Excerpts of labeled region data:
========================================
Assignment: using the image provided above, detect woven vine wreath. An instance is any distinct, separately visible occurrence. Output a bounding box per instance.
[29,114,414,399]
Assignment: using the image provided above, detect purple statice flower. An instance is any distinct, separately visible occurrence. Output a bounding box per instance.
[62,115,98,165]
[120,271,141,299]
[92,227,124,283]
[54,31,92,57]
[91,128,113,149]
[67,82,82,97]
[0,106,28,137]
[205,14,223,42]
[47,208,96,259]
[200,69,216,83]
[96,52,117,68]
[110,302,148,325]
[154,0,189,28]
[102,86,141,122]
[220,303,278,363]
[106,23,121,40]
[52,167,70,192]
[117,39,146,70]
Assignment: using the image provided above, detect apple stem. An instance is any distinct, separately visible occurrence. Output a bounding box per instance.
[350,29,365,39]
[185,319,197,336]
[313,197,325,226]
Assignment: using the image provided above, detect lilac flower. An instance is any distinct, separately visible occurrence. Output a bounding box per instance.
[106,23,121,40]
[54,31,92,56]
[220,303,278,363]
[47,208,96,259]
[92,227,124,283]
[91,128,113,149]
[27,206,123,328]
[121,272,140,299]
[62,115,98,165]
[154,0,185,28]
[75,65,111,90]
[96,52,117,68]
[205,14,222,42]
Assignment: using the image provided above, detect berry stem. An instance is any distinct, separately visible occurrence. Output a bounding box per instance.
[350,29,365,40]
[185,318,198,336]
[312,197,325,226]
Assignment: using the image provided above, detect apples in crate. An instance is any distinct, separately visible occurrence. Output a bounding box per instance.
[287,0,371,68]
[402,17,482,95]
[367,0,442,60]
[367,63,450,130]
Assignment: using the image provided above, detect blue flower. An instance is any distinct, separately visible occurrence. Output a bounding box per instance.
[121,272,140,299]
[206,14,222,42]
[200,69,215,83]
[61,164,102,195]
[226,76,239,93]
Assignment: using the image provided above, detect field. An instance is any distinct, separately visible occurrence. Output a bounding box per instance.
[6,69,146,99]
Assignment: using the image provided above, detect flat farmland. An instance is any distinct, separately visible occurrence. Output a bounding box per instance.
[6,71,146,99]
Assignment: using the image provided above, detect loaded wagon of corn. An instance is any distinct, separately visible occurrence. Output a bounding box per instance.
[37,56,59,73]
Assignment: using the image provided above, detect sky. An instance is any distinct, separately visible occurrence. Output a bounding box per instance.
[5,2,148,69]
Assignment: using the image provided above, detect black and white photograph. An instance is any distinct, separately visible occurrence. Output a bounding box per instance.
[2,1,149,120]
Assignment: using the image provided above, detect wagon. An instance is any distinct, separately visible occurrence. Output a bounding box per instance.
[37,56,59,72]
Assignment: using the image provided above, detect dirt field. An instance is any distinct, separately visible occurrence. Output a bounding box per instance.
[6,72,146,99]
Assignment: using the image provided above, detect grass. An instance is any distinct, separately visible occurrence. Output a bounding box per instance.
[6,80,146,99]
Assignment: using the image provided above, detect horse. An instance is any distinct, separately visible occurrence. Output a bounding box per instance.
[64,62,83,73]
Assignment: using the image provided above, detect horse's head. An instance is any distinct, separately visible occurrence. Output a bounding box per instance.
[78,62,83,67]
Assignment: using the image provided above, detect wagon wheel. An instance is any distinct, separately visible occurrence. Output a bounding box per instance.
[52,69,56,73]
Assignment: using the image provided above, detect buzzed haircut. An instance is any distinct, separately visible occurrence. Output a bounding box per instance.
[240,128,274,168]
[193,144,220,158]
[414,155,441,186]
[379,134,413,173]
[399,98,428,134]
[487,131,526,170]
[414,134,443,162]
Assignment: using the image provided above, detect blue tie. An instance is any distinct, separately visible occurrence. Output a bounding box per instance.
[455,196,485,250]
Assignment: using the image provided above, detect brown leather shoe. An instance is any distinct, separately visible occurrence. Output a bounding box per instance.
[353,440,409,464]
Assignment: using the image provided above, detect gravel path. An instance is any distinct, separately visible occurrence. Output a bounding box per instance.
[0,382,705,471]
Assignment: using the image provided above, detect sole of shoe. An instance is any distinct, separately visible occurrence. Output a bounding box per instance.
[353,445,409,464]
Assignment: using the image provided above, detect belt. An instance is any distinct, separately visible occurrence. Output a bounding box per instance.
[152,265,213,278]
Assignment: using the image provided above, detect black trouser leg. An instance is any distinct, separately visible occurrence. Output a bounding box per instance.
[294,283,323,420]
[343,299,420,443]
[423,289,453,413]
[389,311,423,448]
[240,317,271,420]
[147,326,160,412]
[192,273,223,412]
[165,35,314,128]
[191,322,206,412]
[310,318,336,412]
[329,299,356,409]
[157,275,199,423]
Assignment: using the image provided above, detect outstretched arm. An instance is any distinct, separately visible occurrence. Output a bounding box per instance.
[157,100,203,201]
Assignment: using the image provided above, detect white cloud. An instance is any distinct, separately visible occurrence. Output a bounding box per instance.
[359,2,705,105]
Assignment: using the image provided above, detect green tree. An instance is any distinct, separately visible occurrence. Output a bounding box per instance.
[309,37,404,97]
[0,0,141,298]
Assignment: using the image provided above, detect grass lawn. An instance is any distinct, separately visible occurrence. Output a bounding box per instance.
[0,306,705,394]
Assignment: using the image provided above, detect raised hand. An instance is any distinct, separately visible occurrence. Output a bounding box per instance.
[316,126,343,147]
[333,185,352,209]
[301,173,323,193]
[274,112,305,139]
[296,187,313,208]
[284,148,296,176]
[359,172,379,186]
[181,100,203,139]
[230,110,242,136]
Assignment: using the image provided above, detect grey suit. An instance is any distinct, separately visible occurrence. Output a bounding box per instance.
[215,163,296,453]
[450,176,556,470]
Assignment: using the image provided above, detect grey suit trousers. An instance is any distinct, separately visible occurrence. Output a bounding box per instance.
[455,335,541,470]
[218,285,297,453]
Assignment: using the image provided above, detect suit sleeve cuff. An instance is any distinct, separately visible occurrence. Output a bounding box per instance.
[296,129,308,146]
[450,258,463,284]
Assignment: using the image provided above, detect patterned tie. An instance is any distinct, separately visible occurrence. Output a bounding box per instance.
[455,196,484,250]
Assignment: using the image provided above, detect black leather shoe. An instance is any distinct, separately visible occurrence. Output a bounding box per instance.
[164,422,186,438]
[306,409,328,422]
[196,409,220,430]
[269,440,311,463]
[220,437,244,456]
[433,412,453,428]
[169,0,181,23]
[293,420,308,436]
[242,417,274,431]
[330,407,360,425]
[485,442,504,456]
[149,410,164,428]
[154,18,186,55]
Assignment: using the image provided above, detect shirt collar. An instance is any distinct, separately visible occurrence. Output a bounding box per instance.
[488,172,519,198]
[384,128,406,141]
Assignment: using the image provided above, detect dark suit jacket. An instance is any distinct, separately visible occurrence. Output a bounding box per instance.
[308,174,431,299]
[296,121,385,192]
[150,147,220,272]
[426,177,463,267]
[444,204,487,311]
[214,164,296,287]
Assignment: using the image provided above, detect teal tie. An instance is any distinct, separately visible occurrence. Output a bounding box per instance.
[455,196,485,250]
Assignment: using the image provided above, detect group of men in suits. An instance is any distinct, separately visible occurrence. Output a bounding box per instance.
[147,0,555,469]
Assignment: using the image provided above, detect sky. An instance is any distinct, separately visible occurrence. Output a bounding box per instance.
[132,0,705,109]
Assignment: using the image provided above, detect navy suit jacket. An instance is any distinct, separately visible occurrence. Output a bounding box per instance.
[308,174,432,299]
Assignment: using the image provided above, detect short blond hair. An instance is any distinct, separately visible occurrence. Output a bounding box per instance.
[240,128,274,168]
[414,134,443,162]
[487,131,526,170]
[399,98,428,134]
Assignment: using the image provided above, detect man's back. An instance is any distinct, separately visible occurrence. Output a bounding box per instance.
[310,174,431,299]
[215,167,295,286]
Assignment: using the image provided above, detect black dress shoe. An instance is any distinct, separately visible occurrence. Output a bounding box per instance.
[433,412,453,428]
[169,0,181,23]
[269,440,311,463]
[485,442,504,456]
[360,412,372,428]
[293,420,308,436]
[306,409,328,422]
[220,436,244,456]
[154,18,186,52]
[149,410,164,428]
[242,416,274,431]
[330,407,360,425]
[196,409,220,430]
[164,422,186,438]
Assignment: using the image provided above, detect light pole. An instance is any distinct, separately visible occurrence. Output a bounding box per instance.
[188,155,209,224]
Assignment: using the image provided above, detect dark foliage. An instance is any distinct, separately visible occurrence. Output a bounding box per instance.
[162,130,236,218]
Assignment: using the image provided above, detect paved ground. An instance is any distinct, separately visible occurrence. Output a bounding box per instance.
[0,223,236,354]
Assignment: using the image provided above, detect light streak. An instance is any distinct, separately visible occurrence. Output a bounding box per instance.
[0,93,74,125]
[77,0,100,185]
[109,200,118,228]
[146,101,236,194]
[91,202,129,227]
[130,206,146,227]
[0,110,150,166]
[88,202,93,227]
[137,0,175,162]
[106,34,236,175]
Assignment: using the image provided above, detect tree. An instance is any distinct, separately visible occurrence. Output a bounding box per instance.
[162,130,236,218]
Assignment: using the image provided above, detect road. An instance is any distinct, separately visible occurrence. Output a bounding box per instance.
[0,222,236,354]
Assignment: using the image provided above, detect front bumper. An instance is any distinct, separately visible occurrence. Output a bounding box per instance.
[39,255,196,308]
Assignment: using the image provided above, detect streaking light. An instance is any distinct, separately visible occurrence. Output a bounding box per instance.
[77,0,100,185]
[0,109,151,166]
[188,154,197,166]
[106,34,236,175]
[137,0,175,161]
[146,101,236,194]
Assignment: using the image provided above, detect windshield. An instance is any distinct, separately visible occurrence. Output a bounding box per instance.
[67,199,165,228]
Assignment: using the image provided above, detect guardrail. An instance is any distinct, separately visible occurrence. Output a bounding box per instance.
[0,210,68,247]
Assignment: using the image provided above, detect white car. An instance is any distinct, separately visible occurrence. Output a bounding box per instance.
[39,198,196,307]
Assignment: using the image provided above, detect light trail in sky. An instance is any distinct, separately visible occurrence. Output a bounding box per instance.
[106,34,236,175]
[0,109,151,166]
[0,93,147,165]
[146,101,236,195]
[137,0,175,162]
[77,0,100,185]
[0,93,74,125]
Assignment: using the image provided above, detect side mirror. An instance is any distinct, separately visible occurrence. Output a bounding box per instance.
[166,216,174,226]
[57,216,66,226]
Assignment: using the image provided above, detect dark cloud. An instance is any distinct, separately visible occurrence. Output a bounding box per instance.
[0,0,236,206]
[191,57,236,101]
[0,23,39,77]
========================================
Job ->
Put everything from the line containing "Assignment: using the image provided above, detect loaded" down to the line containing "[2,1,149,120]" into a Markdown table with two columns, Row and Listing line, leaving out any blank lines.

Expected answer ->
| Row | Listing line |
|---|---|
| 1 | Assignment: using the image provided above, detect loaded wagon of corn. An instance is any distinct, separately visible occurrence. Output a bounding box per instance. |
| 2 | [37,56,59,73] |
| 3 | Assignment: using the image provided above, detect sky. An instance is any distinct, separately visible occurrence. Output a bounding box per instance. |
| 4 | [5,2,148,69] |
| 5 | Assignment: using the image provided above, detect black and white photograph. An instance is any distinct, separately visible occurrence. Output a bounding box per instance. |
| 6 | [2,1,149,120] |